WHAT YOU ARE ASKED TO DO
Convert these lines into a Markdown table with the columns Row and Line, numbering each line and leaving out any blank lines.
** start PROVIDED ENTRIES **
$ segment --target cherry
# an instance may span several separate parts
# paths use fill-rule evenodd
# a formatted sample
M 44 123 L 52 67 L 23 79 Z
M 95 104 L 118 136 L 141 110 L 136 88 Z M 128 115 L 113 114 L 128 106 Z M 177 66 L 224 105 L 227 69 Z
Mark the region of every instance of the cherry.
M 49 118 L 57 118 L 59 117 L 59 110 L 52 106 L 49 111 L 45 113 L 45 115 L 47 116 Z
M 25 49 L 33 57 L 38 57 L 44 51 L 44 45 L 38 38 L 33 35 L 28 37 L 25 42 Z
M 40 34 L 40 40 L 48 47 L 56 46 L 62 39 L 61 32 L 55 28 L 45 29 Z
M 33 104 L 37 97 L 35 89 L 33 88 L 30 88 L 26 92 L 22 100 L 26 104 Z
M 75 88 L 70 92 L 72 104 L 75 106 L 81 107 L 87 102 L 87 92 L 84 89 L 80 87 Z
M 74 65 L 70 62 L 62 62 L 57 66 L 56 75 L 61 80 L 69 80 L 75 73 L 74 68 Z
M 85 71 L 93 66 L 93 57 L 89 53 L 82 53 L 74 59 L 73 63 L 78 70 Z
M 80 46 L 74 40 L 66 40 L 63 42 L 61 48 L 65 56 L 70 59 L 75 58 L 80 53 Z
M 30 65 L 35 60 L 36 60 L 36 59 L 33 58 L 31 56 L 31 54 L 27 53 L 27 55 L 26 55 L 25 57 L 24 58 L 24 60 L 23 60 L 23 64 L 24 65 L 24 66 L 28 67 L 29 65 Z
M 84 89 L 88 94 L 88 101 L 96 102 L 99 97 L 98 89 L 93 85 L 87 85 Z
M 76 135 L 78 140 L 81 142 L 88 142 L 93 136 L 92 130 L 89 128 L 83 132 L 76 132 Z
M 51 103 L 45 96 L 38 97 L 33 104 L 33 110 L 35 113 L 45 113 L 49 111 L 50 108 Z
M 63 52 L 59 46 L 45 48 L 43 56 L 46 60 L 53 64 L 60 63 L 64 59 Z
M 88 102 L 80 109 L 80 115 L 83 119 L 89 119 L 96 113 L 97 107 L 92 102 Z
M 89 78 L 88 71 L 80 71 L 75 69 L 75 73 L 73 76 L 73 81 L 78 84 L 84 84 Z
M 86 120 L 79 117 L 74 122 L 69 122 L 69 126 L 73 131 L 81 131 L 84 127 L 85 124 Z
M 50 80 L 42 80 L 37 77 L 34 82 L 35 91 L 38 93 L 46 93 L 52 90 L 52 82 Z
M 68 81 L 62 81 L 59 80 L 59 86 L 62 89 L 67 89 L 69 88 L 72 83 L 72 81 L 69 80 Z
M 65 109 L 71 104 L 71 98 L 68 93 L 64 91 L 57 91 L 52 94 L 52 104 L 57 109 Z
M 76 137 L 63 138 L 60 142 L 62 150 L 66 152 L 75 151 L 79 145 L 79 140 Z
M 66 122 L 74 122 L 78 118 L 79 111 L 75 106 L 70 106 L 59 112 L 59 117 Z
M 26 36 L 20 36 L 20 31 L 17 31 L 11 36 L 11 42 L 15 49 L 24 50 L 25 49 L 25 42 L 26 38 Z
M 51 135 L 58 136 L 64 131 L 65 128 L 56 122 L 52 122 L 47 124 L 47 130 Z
** end PROVIDED ENTRIES **
TASK RESULT
| Row | Line |
|---|---|
| 1 | $ segment --target cherry |
| 2 | # an instance may span several separate parts |
| 3 | # paths use fill-rule evenodd |
| 4 | # a formatted sample |
| 5 | M 44 123 L 52 67 L 23 79 Z |
| 6 | M 95 104 L 118 136 L 141 110 L 136 88 Z M 128 115 L 113 114 L 128 106 Z M 177 66 L 224 105 L 227 69 Z |
| 7 | Mark the region of every instance of the cherry. |
| 8 | M 49 118 L 57 118 L 59 117 L 59 110 L 52 106 L 49 111 L 45 113 L 45 115 L 47 116 Z |
| 9 | M 25 49 L 33 57 L 38 57 L 44 51 L 44 45 L 38 38 L 33 35 L 28 37 L 25 42 Z |
| 10 | M 40 34 L 40 40 L 48 47 L 56 46 L 62 39 L 61 32 L 55 28 L 45 29 Z |
| 11 | M 33 104 L 37 97 L 35 89 L 33 88 L 30 88 L 26 92 L 22 100 L 26 104 Z |
| 12 | M 75 88 L 70 92 L 72 104 L 75 106 L 81 107 L 87 102 L 87 92 L 84 89 L 80 87 Z |
| 13 | M 74 65 L 70 62 L 62 62 L 57 66 L 56 75 L 61 80 L 69 80 L 75 73 L 74 68 Z |
| 14 | M 85 71 L 93 66 L 93 57 L 89 53 L 82 53 L 74 59 L 73 63 L 78 70 Z |
| 15 | M 80 46 L 74 40 L 66 40 L 63 42 L 61 48 L 65 56 L 70 59 L 75 58 L 80 53 Z |
| 16 | M 30 65 L 35 60 L 36 60 L 36 59 L 33 58 L 31 56 L 31 54 L 27 53 L 27 55 L 26 55 L 25 57 L 24 58 L 24 60 L 23 60 L 23 64 L 24 65 L 24 66 L 28 67 L 29 65 Z |
| 17 | M 84 89 L 88 94 L 88 101 L 96 102 L 99 97 L 98 89 L 93 85 L 87 85 Z |
| 18 | M 76 135 L 78 140 L 81 142 L 88 142 L 93 136 L 92 130 L 89 128 L 83 132 L 76 132 Z |
| 19 | M 51 103 L 45 96 L 38 97 L 33 104 L 33 110 L 35 113 L 45 113 L 49 111 L 50 108 Z |
| 20 | M 63 52 L 59 46 L 45 48 L 43 56 L 46 60 L 53 64 L 60 63 L 64 59 Z |
| 21 | M 88 102 L 80 109 L 80 115 L 83 119 L 89 119 L 96 113 L 97 107 L 92 102 Z |
| 22 | M 89 78 L 88 71 L 80 71 L 75 69 L 75 73 L 73 76 L 73 81 L 78 84 L 84 84 Z |
| 23 | M 86 120 L 79 117 L 74 122 L 69 122 L 69 126 L 73 131 L 81 131 L 84 127 L 85 124 Z |
| 24 | M 50 80 L 42 80 L 37 77 L 34 82 L 35 91 L 38 93 L 46 93 L 52 90 L 52 82 Z |
| 25 | M 68 81 L 62 81 L 59 80 L 59 86 L 62 89 L 67 89 L 69 88 L 72 83 L 72 81 L 69 80 Z |
| 26 | M 65 109 L 71 104 L 71 98 L 68 93 L 64 91 L 57 91 L 52 94 L 52 104 L 57 109 Z |
| 27 | M 76 137 L 63 138 L 60 142 L 62 150 L 66 152 L 75 151 L 79 145 L 79 140 Z |
| 28 | M 66 122 L 74 122 L 78 118 L 79 111 L 75 106 L 70 106 L 59 112 L 59 117 Z |
| 29 | M 26 36 L 20 36 L 20 31 L 17 31 L 11 36 L 11 42 L 15 49 L 24 50 L 25 49 L 25 42 L 26 38 Z |
| 30 | M 51 135 L 58 136 L 64 131 L 65 128 L 56 122 L 52 122 L 47 124 L 47 130 Z |